Render into Spanish this sentence from the article on the death of Irma Anderson: "She had celebrated her birthday on Jan. 18, surrounded by family and fellowship in her Richmond home."

*Source extract:*
........

Irma Anderson, former Richmond Mayor and political trailblazer, dies at 93


RICHMOND — Irma Anderson made history in 1993 as the first Black woman elected to the Richmond City Council and again in 2001 when voters backed her bid to become the first — and only — Black woman to serve as the city’s mayor.

After retiring from a career as a public health nurse, her immediate foray into public office was a natural next step for the decades-long community leader, who was deeply dedicated to improving the lives of local youth and the African American community.

Anderson died peacefully at home Sunday at the age of 93 of complications related to pancreatic cancer, according to her eldest son, Ahmad Anderson. She had celebrated her birthday on Jan. 18, surrounded by family and fellowship in her Richmond home.

Echoing praise for his mother’s legacy as a trailblazer across Contra Costa County, Ahmad Anderson said that she lived her life as an empathetic, servant leader — an attitude that culminated in a life larger than her 5’2” stature.

........

*Collected data:*
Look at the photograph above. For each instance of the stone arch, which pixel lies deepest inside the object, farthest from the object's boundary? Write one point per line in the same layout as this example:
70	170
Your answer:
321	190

........

*Answer below:* Había celebrado su cumpleaños el 18 de enero, rodeada de familia y camaradería en su casa de Richmond.